* start ENTRIES SHOWN *
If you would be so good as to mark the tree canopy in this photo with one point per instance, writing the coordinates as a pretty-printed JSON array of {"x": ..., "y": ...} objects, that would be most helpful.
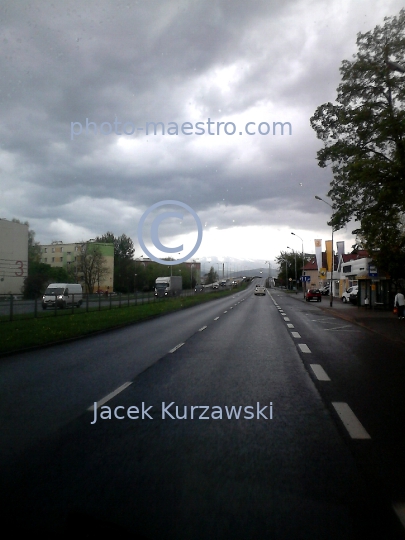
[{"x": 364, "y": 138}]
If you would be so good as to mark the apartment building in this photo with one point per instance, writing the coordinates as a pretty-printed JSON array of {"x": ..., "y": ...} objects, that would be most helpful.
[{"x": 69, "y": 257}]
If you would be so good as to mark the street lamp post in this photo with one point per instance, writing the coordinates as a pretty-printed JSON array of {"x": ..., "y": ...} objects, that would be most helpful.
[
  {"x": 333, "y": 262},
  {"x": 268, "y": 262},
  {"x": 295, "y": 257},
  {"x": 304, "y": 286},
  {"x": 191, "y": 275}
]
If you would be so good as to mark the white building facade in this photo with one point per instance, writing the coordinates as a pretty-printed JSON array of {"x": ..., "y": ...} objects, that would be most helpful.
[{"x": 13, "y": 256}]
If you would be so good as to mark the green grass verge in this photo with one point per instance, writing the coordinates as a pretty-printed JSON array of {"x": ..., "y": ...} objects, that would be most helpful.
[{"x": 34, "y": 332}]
* end ENTRIES SHOWN *
SHORT EXERCISE
Copy word for word the stretch of rows from the line containing "If you would be so good as to mark the white" through the last row.

RESULT OF THIS TASK
If you would be so good as to mark the white building facade in this photo with one point per instance, writing the coordinates as a pretty-printed JSON array of {"x": ..., "y": ...} objects, that would be most helpful.
[{"x": 13, "y": 256}]
If you would be so good as to mark the green grass verge in this photo with one point per instance, writing the coordinates as a pretty-printed JSON array of {"x": ..., "y": ...} objects, that would be most helpful.
[{"x": 34, "y": 332}]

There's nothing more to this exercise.